## Directions
In your output, repeat each entry exactly and include no pictures.
++++++++
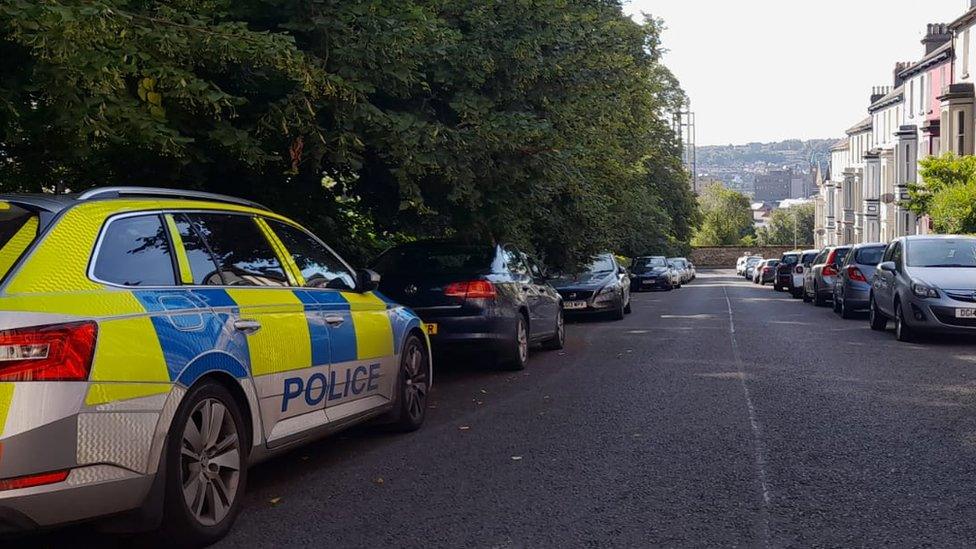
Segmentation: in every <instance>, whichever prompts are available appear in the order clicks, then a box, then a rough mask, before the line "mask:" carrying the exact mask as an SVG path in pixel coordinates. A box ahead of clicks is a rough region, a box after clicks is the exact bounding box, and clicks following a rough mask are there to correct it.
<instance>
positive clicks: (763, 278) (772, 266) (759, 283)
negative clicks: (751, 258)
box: [752, 259, 779, 286]
mask: <svg viewBox="0 0 976 549" xmlns="http://www.w3.org/2000/svg"><path fill="white" fill-rule="evenodd" d="M777 265H779V260H778V259H764V260H763V261H762V263H760V264H759V265H757V266H756V268H755V270H754V272H753V275H752V282H753V283H754V284H759V285H760V286H765V285H766V283H767V282H773V281H775V280H776V266H777Z"/></svg>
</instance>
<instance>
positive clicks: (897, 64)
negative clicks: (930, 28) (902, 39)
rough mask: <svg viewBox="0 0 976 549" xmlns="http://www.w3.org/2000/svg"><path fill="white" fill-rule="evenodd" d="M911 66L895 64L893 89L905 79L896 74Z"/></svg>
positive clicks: (907, 62) (897, 85)
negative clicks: (893, 85) (894, 83)
mask: <svg viewBox="0 0 976 549" xmlns="http://www.w3.org/2000/svg"><path fill="white" fill-rule="evenodd" d="M973 1H974V2H976V0H973ZM911 66H912V62H911V61H899V62H897V63H895V70H894V75H895V86H894V87H895V88H897V87H898V86H901V85H902V84H903V83H905V79H904V78H902V77H900V76H898V73H900V72H901V71H903V70H905V69H907V68H908V67H911ZM893 89H894V88H893Z"/></svg>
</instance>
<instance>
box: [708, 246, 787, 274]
mask: <svg viewBox="0 0 976 549" xmlns="http://www.w3.org/2000/svg"><path fill="white" fill-rule="evenodd" d="M804 249H805V248H804ZM791 250H793V247H792V246H753V247H751V248H748V247H745V246H715V247H702V248H692V250H691V256H690V257H689V259H691V262H692V263H694V264H695V267H711V268H724V269H734V268H735V261H736V260H737V259H739V257H740V256H741V255H742V254H745V253H749V254H751V255H761V256H763V257H765V258H768V259H773V258H776V259H778V258H779V257H780V256H782V255H783V254H784V253H785V252H788V251H791Z"/></svg>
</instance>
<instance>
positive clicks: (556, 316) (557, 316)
mask: <svg viewBox="0 0 976 549" xmlns="http://www.w3.org/2000/svg"><path fill="white" fill-rule="evenodd" d="M556 315H557V316H556V334H555V335H554V336H552V338H551V339H547V340H545V341H543V342H542V348H543V349H545V350H547V351H558V350H559V349H562V348H563V347H564V346H565V345H566V319H565V318H564V317H563V311H562V309H560V310H559V312H558V313H556Z"/></svg>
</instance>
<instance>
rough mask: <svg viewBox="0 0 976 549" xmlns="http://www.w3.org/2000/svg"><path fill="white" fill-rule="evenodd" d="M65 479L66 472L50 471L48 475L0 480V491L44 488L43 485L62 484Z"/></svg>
mask: <svg viewBox="0 0 976 549" xmlns="http://www.w3.org/2000/svg"><path fill="white" fill-rule="evenodd" d="M66 478H68V471H51V472H49V473H41V474H39V475H27V476H23V477H14V478H3V479H0V491H4V490H18V489H20V488H32V487H34V486H44V485H45V484H54V483H56V482H64V480H65V479H66Z"/></svg>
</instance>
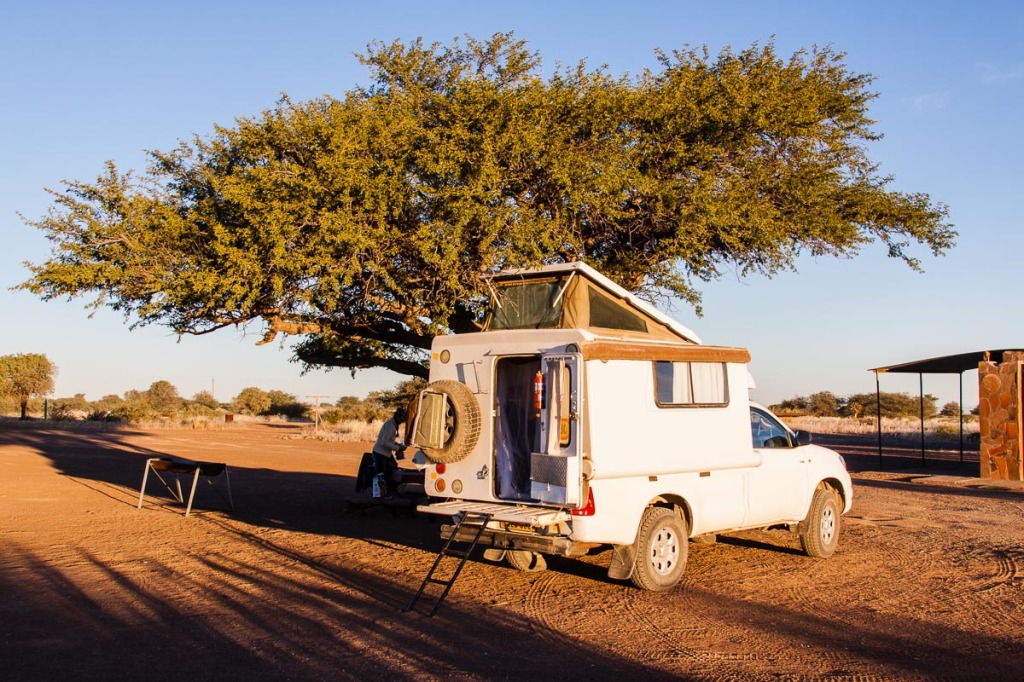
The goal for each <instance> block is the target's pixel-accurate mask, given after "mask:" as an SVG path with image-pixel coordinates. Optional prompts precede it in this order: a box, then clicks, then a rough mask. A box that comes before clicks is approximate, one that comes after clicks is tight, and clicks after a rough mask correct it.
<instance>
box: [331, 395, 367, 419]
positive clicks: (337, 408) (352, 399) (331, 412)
mask: <svg viewBox="0 0 1024 682" xmlns="http://www.w3.org/2000/svg"><path fill="white" fill-rule="evenodd" d="M334 408H335V409H334V410H331V411H325V412H324V413H323V415H322V416H323V418H324V419H325V420H326V421H327V422H328V423H329V424H337V423H338V422H342V421H365V422H372V421H374V419H376V417H377V413H378V410H379V406H377V404H368V403H367V401H366V400H364V399H362V398H358V397H355V396H354V395H345V396H342V397H340V398H338V400H337V401H336V402H335V403H334Z"/></svg>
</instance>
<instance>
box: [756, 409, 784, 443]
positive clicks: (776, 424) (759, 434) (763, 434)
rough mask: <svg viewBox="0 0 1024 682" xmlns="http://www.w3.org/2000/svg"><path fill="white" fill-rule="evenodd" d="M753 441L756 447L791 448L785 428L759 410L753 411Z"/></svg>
mask: <svg viewBox="0 0 1024 682" xmlns="http://www.w3.org/2000/svg"><path fill="white" fill-rule="evenodd" d="M751 439H752V440H753V441H754V446H755V447H791V446H792V445H793V443H792V442H791V440H790V432H788V431H786V429H785V427H783V426H782V425H781V424H779V423H778V422H776V421H775V420H774V419H772V418H771V417H769V416H768V415H767V414H765V413H763V412H761V411H760V410H757V409H752V410H751Z"/></svg>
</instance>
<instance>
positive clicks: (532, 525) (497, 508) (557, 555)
mask: <svg viewBox="0 0 1024 682" xmlns="http://www.w3.org/2000/svg"><path fill="white" fill-rule="evenodd" d="M417 509H418V510H419V511H421V512H425V513H428V514H438V515H442V516H455V515H457V514H463V513H468V514H488V515H489V516H490V523H488V524H487V527H486V528H484V529H483V531H482V532H481V534H480V536H479V538H478V539H477V535H476V531H477V528H478V526H473V525H469V526H467V525H463V526H461V527H459V528H458V535H457V536H456V538H455V539H456V541H457V542H463V543H469V542H473V540H474V539H476V544H477V545H480V546H482V547H493V548H495V549H507V550H525V551H528V552H540V553H542V554H552V555H555V556H583V555H584V554H587V552H588V551H590V550H591V549H592V548H594V547H597V545H594V544H591V543H578V542H575V541H573V540H571V539H570V538H568V537H567V536H563V535H557V536H556V535H550V536H549V535H542V534H540V532H537V531H530V530H527V529H525V528H527V527H534V528H543V527H549V526H553V525H557V524H558V523H561V522H562V521H567V520H568V519H569V518H571V515H570V514H569V512H567V511H565V510H563V509H546V508H543V507H520V506H515V505H496V504H489V503H484V502H460V501H450V502H440V503H435V504H432V505H421V506H420V507H417ZM505 523H509V524H514V525H516V526H520V527H519V528H515V529H507V528H505V527H504V525H503V524H505ZM456 528H457V526H456V525H454V524H452V525H442V526H441V538H442V539H443V540H447V539H449V538H451V537H452V534H453V532H455V531H456Z"/></svg>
++++++++
## Output
Segmentation: in every <instance>, whichever prompts are available appear in the order clicks, then a box, then a rough mask, before the line "mask:" carrying the exact mask as an SVG path in pixel coordinates. A box ahead of clicks is a rough region, a box after clicks is the exact bounding box, and clicks following a rough mask are there to correct it.
<instance>
positive clicks: (763, 278) (772, 266) (759, 283)
negative clicks: (751, 258)
box: [752, 259, 779, 286]
mask: <svg viewBox="0 0 976 549" xmlns="http://www.w3.org/2000/svg"><path fill="white" fill-rule="evenodd" d="M777 265H779V260H778V259H764V260H763V261H762V263H760V264H759V265H757V266H756V268H755V270H754V272H753V275H752V282H753V283H754V284H759V285H760V286H765V285H766V283H767V282H773V281H775V280H776V266H777Z"/></svg>
</instance>
<instance>
positive clicks: (897, 64)
negative clicks: (930, 28) (902, 39)
rough mask: <svg viewBox="0 0 976 549" xmlns="http://www.w3.org/2000/svg"><path fill="white" fill-rule="evenodd" d="M911 66L895 64L893 89L905 79L896 74Z"/></svg>
positive clicks: (907, 62) (897, 85)
negative clicks: (893, 85) (894, 83)
mask: <svg viewBox="0 0 976 549" xmlns="http://www.w3.org/2000/svg"><path fill="white" fill-rule="evenodd" d="M973 1H974V2H976V0H973ZM911 66H912V62H911V61H899V62H897V63H895V70H894V75H895V86H894V87H895V88H897V87H898V86H901V85H902V84H903V83H905V79H904V78H902V77H900V76H898V73H900V72H901V71H903V70H905V69H907V68H908V67H911ZM893 89H894V88H893Z"/></svg>
</instance>
<instance>
box: [708, 246, 787, 274]
mask: <svg viewBox="0 0 976 549" xmlns="http://www.w3.org/2000/svg"><path fill="white" fill-rule="evenodd" d="M804 249H805V248H804ZM791 250H793V247H792V246H753V247H751V248H748V247H745V246H715V247H702V248H692V250H691V256H690V257H689V259H691V262H692V263H694V264H695V267H711V268H724V269H734V268H735V261H736V260H737V259H739V257H740V256H741V255H742V254H745V253H749V254H751V255H761V256H763V257H765V258H768V259H773V258H776V259H778V258H779V257H780V256H782V255H783V254H784V253H785V252H788V251H791Z"/></svg>
</instance>
<instance>
positive clicks: (556, 316) (557, 316)
mask: <svg viewBox="0 0 976 549" xmlns="http://www.w3.org/2000/svg"><path fill="white" fill-rule="evenodd" d="M556 315H557V316H556V334H555V335H554V336H552V338H551V339H547V340H545V341H543V342H542V348H543V349H545V350H547V351H558V350H559V349H562V348H563V347H564V346H565V345H566V319H565V318H564V317H563V311H562V309H560V310H559V312H558V313H556Z"/></svg>
</instance>
<instance>
rough mask: <svg viewBox="0 0 976 549" xmlns="http://www.w3.org/2000/svg"><path fill="white" fill-rule="evenodd" d="M65 479L66 472L50 471L48 475L0 480V491L44 488L43 485L62 484Z"/></svg>
mask: <svg viewBox="0 0 976 549" xmlns="http://www.w3.org/2000/svg"><path fill="white" fill-rule="evenodd" d="M66 478H68V471H51V472H49V473H41V474H39V475H27V476H23V477H14V478H3V479H0V491H4V490H18V489H20V488H32V487H34V486H44V485H45V484H54V483H56V482H64V480H65V479H66Z"/></svg>
</instance>
The goal for each <instance> block is the target's pixel-accurate mask, given after "mask:" as an SVG path with image-pixel coordinates. Optional prompts precede it in this order: a box, then clicks, then a rough mask. A box that comes before clicks is approximate, one that comes after clicks is tight, and clicks after a rough mask correct it.
<instance>
box: [331, 395, 367, 419]
positive clicks: (337, 408) (352, 399) (331, 412)
mask: <svg viewBox="0 0 1024 682" xmlns="http://www.w3.org/2000/svg"><path fill="white" fill-rule="evenodd" d="M334 408H335V409H334V410H331V411H325V412H324V413H323V415H322V416H323V418H324V419H325V420H326V421H327V422H328V423H329V424H337V423H338V422H342V421H365V422H372V421H374V419H376V417H377V413H378V410H379V406H377V404H368V403H367V401H366V400H364V399H362V398H358V397H355V396H354V395H345V396H342V397H340V398H338V400H337V401H336V402H335V403H334Z"/></svg>
</instance>
<instance>
box: [756, 409, 784, 443]
positive clicks: (776, 424) (759, 434) (763, 434)
rough mask: <svg viewBox="0 0 1024 682" xmlns="http://www.w3.org/2000/svg"><path fill="white" fill-rule="evenodd" d="M753 441L756 447L791 448L785 428L759 410L753 411Z"/></svg>
mask: <svg viewBox="0 0 1024 682" xmlns="http://www.w3.org/2000/svg"><path fill="white" fill-rule="evenodd" d="M751 439H752V440H753V441H754V446H755V447H791V446H792V445H793V443H792V442H791V440H790V432H788V431H786V429H785V427H783V426H782V425H781V424H779V423H778V422H776V421H775V420H774V419H772V418H771V417H769V416H768V415H767V414H765V413H763V412H761V411H760V410H757V409H752V410H751Z"/></svg>
</instance>
<instance>
positive clicks: (532, 525) (497, 508) (557, 555)
mask: <svg viewBox="0 0 1024 682" xmlns="http://www.w3.org/2000/svg"><path fill="white" fill-rule="evenodd" d="M417 509H418V510H419V511H421V512H425V513H428V514H438V515H442V516H455V515H457V514H463V513H468V514H488V515H489V516H490V523H488V524H487V527H486V528H484V529H483V531H482V532H481V534H480V536H479V538H478V539H477V535H476V531H477V528H478V526H473V525H469V526H467V525H463V526H461V527H459V528H458V535H457V536H456V538H455V539H456V541H457V542H463V543H469V542H473V540H474V539H476V544H477V545H480V546H482V547H493V548H495V549H507V550H525V551H528V552H540V553H542V554H552V555H555V556H583V555H584V554H587V552H588V551H590V550H591V549H592V548H594V547H597V545H594V544H591V543H578V542H575V541H573V540H571V539H570V538H568V537H567V536H563V535H557V536H556V535H550V536H549V535H542V534H540V532H537V531H530V530H527V529H525V528H527V527H534V528H543V527H549V526H553V525H557V524H558V523H561V522H562V521H567V520H568V519H569V518H571V515H570V514H569V512H567V511H565V510H563V509H546V508H543V507H520V506H515V505H496V504H489V503H484V502H460V501H450V502H440V503H435V504H432V505H421V506H420V507H417ZM505 523H509V524H514V525H516V526H520V527H519V528H515V529H507V528H505V527H504V525H503V524H505ZM456 528H457V526H456V525H454V524H452V525H442V526H441V538H442V539H443V540H447V539H449V538H451V537H452V534H453V532H455V531H456Z"/></svg>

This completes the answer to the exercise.